# Your Concert & Gig Pictures (Own Pictures Only)



## Cassie-O

I'm sure you all know that Sir Elton John is my favourite musician and I have had the pleasure of going to see him in concert various times. Ever since 2004, I've loved him, odd I know as I was about 15. It was hearing "Don't Let The Sun Go Down On Me" (not the George Michael duet) that did it for me. :taz: I've got three autographs as I've managed to get to the very front of the stage on several occasions. One of my best moments ever though has to be giving him flowers. I thought I would share some of my pictures of Sir Elton, and hope that more of you post some of your own concert pictures!

Thanks, Cassie :king:


































































The one on the left is me (with the flowers), that's all you're getting! :thumbsup:


----------



## JoT

Good pictures, I didn't realise you were that young (girl giving flowers?)

Great Pic 1 with him at the piano :yes:


----------



## Cassie-O

JoT said:


> Good pictures, I didn't realise you were that young (girl giving flowers?)

DIRECTION 1: Count the lines in the listing below that contain the string "storage", treating case as significant, and reply with the number alone.

WORKING DATA:
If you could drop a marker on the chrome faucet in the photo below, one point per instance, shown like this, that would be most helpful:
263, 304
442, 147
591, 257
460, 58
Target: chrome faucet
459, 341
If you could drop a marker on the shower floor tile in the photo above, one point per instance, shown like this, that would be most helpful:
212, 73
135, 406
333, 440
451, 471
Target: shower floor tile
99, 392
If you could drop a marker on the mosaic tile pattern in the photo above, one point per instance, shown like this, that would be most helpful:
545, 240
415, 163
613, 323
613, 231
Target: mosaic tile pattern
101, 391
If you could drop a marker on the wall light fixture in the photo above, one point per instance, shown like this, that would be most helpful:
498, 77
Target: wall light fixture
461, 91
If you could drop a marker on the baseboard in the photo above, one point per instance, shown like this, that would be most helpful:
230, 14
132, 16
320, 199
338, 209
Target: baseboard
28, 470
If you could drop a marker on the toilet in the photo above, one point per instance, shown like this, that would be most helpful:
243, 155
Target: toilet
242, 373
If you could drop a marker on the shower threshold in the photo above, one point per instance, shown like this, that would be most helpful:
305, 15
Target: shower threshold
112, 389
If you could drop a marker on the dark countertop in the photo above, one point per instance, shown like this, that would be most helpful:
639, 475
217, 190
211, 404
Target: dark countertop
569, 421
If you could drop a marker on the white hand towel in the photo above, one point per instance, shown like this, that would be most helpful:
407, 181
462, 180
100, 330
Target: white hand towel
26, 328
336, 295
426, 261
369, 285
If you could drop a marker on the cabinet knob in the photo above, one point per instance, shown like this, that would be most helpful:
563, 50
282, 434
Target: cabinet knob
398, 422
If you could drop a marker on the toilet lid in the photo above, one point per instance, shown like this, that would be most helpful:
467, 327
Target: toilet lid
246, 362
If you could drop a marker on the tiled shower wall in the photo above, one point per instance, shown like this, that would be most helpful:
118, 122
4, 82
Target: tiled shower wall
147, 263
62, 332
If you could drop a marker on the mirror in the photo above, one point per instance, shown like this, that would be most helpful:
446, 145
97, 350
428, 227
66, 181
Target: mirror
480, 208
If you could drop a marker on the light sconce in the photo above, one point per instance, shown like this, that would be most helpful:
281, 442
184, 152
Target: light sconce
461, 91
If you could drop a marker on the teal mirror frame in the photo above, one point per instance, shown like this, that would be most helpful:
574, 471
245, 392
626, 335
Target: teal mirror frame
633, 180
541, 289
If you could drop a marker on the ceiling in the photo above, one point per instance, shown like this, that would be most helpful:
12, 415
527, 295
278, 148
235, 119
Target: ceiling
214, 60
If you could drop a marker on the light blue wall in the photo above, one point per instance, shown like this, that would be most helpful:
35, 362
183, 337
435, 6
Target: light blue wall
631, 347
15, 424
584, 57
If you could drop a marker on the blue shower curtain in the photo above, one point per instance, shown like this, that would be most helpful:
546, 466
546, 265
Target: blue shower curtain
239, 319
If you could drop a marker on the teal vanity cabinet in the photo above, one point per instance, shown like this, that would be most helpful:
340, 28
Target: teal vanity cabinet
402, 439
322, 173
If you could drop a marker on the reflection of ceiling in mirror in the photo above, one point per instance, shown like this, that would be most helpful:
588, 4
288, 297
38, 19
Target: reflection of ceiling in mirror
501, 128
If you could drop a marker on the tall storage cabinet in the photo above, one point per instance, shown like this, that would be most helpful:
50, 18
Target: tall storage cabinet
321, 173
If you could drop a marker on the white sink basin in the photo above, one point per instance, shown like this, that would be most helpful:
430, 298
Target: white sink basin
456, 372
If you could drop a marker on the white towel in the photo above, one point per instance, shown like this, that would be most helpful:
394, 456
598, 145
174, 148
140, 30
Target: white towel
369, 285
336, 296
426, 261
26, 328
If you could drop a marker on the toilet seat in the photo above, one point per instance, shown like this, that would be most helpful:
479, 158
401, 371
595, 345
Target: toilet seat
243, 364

DIRECTION 2: Copy out the entire concert-pictures thread above, word for word.

FULL OUTPUT 1: 2

FULL OUTPUT 2:
# Your Concert & Gig Pictures (Own Pictures Only)



## Cassie-O

I'm sure you all know that Sir Elton John is my favourite musician and I have had the pleasure of going to see him in concert various times. Ever since 2004, I've loved him, odd I know as I was about 15. It was hearing "Don't Let The Sun Go Down On Me" (not the George Michael duet) that did it for me. :taz: I've got three autographs as I've managed to get to the very front of the stage on several occasions. One of my best moments ever though has to be giving him flowers. I thought I would share some of my pictures of Sir Elton, and hope that more of you post some of your own concert pictures!

Thanks, Cassie :king:


































































The one on the left is me (with the flowers), that's all you're getting! :thumbsup:


----------



## JoT

Good pictures, I didn't realise you were that young (girl giving flowers?)

Great Pic 1 with him at the piano :yes:


----------



## Cassie-O

JoT said:


> Good pictures, I didn't realise you were that young (girl giving flowers?)